PAGE TEXT —
((
From the beginning of January 2012, Indonesian Rupiah was the worst performing currency in the region having depreciated by 4.30% against the dollar followed by the Indian rupee with the depreciation of 4.02%. The moderate recovery in the rupee was influenced by the rise in BSE sensex by 4.71% during the week. The portfolio inflows were robust from the beginning of calendar year 2012 at USD 12.46 billion comprising of net equity inflows of 8.40 million and net debt inflows of 4.06 million. The BSE sensex rose 8.17% in the current calendar year.
The overnight call money rate remained stable at just above 8.20% per annum quite close to the 8% repo rate. The Banks daily borrowing from RBI under the repo route stood elevated at Rs.897 billion on an average during the week. The 3-month CD and CP rates were quoted at 9.30% and 9.80% per annum respectively and the swap spread between the CPs and CDs had widened by above 10 bps per annum. The yield on 10-year sovereign bond ended the week at 8.38% unchanged from the week’s opening at 8.38%. RBI at its mid-quarter policy review on June 18 is expected to deliver a 25 bps cut in the repo rate as the need to attain higher economic growth outweighs the inflation concerns.
Exporter-selling and rate cut expectations have pushed the forwards down across the maturities. The 6-month forward cover cost edged lower to 5.60% and the 1-year forward dollar premium ended the week at 5.01% per annum. The gradual reduction in liquidity deficit combined with expectation of further rate cuts by the RBI could influence a further fall in forward dollar premiums across the curve.
From the beginning of April 2012-13, the rupee had sharply depreciated by about 10%, the currency’s fall triggered by macro dynamics turning negative and the BOP position coming under greater pressure.
In the last one year period, Indian rupee was the worst performing currency in the Asian region and also one of the five worst performing currency in the globe(Rupee depreciated by 26.7% per annum from its high of 43.85 on 27/7/2011).
The moderate recovery now seen in the exchange rate is typically a technical correction to the overshoot in the exchange rate. The favorable comments (verbal comments) from the RBI Governor has helped nay temporarily to halt further weakness in the rupee exchange rate.
))
ENTRIES SHOWN —
((
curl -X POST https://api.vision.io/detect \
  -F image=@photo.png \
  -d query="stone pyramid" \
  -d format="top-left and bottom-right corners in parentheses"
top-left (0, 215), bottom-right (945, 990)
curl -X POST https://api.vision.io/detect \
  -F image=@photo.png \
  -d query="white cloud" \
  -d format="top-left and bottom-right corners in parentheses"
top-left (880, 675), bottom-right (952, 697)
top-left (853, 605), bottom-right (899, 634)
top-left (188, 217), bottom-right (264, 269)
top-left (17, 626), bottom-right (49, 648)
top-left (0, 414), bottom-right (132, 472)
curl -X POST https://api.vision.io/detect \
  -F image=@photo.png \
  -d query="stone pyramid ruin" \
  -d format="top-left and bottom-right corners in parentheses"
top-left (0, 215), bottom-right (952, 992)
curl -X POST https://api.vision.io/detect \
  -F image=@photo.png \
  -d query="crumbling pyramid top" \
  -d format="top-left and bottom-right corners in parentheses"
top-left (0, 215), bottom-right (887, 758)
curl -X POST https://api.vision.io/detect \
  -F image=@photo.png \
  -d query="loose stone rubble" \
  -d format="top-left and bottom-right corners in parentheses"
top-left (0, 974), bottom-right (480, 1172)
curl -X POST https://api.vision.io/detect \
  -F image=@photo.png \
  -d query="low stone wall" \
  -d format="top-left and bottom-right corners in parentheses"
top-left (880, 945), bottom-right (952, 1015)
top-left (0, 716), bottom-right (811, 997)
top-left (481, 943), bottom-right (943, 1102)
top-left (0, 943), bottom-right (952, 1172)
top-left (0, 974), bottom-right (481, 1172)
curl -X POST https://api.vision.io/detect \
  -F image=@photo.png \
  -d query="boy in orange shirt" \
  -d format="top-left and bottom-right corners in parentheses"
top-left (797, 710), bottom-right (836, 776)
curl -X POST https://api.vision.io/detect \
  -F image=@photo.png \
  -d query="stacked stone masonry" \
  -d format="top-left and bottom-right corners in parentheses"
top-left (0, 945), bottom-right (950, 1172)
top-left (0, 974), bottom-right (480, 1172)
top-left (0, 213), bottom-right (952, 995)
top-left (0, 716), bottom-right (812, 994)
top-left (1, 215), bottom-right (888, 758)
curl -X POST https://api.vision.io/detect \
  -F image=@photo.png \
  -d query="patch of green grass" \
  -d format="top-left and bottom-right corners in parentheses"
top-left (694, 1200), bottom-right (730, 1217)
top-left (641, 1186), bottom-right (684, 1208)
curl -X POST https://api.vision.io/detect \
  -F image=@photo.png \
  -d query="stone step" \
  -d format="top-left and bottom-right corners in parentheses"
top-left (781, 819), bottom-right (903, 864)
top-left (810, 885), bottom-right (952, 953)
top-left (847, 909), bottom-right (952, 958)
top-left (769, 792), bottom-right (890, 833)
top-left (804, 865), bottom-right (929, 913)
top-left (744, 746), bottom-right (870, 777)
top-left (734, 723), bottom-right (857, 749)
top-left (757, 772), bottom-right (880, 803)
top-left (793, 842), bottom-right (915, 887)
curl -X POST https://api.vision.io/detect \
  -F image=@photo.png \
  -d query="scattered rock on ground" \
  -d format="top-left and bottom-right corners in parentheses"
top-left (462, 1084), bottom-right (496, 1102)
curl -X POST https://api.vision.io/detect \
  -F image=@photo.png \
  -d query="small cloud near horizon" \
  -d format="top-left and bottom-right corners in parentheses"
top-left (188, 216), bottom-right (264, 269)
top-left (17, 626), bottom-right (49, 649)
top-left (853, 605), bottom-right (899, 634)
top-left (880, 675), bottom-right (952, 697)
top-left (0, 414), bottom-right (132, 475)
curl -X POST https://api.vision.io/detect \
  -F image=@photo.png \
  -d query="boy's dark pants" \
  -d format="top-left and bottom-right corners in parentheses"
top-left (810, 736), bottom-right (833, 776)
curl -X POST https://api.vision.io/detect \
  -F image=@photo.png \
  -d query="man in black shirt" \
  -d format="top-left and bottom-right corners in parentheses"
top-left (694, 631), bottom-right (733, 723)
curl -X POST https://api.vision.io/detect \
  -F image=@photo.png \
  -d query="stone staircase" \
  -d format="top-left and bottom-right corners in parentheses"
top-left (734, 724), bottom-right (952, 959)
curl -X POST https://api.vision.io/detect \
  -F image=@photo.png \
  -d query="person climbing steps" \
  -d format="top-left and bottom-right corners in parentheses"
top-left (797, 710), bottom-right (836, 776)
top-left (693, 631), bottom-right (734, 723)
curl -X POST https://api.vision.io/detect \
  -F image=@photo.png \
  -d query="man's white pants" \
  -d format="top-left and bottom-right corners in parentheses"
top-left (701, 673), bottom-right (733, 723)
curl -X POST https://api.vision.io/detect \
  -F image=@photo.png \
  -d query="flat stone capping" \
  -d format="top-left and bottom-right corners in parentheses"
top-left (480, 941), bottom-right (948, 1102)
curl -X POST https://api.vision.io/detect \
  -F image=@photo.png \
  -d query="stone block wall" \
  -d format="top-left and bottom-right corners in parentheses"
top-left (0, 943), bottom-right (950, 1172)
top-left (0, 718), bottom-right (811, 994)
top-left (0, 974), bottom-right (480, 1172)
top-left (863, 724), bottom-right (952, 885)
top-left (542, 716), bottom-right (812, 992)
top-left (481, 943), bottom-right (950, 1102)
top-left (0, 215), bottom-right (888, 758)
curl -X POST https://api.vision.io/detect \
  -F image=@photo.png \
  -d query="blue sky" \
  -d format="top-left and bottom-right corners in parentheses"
))
TASKS FOR THIS EXERCISE —
[1] Answer these questions from the rupee market commentary, one per line.
(a) At what rate was the 3-month CD quoted?
(b) At what level did the 1-year forward dollar premium end the week?
(c) On what date did the rupee reach its high of 43.85?
[2] Copy the rupee market commentary from "From the beginning of April" to "rupee exchange rate.".
[3] Go on with the rupee market commentary from where it stops.

ANSWERS TO THE EXERCISE —
[1]
(a) 9.30% per annum
(b) 5.01% per annum
(c) 27/7/2011

[2]
From the beginning of April 2012-13, the rupee had sharply depreciated by about 10%, the currency’s fall triggered by macro dynamics turning negative and the BOP position coming under greater pressure.
In the last one year period, Indian rupee was the worst performing currency in the Asian region and also one of the five worst performing currency in the globe(Rupee depreciated by 26.7% per annum from its high of 43.85 on 27/7/2011).
The moderate recovery now seen in the exchange rate is typically a technical correction to the overshoot in the exchange rate. The favorable comments (verbal comments) from the RBI Governor has helped nay temporarily to halt further weakness in the rupee exchange rate.

[3]
In the absence of announcement of any concrete measures to defend the currency, the recovery in the rupee exchange rate is unsustainable and further rupee weakness can be seen in the 1 to 3 months time zone from now.
Negatives to the rupee
1)India’s GDP growth in the current fiscal is being revised down by the analysts to 6.25-6.5% from 7% earlier.
2)Current account deficit to increase to 4% of GDP.
3)Slowing capital inflows putting BOP position under greater pressure.
A combination of the below-trend growth and an external deficit is a recipe for continued weakness in the rupee exchange rate.
A larger projected current account deficit for FY 2012-13 implies that India will require a greater amount of foreign capital to finance its international payments.
Capital inflows may prove increasingly challenging as the investment conditions onshore appear uncertain and India is likely to face capital flight as global risk-aversion intensifies.
Elections in Greece
The biggest event risk is the outcome of elections in Greece in the middle of June 2012.
A euro break-up could potentially be the catalyst for a severe BOP shock in India.
In such an event the rupee could fly to test the 60 mark in a knee-jerk reaction, before any sustainable recovery can be seen on the back of fire-fighting action by the monetary authorities to defend the currency. In such dire circumstances, the authorities can be expected to avert a “currency crisis”.
All-in-all the rupee outlook for the next 3 to 4 months is extremely bearish with the range forecast as
a) Between 53 to 56.50 in the normal circumstances.
b)52 to 55 in a favorable scenario.
c) 55 to 60 in an unfavorable scenario.
The market forecast is for a recovery in the rupee exchange rate from the September-December 2012 quarter.
Thelatest median forecast of top international banks is as below.
September 2012-> 56.00
December 2012-> 52-53
December 2013-> 49 to 50
In the past 6 months to 1 year, the currency forecast from international Banks, corporates, analysts and advisors have gone completely wrong and at best a very near-term forecast proved right.
At this juncture, forecasting the rupee over the medium-term (beyond 3 to 4 months) may prove to be incorrect as the favorable or adverse changes in the internal and external factors would be hard to predict.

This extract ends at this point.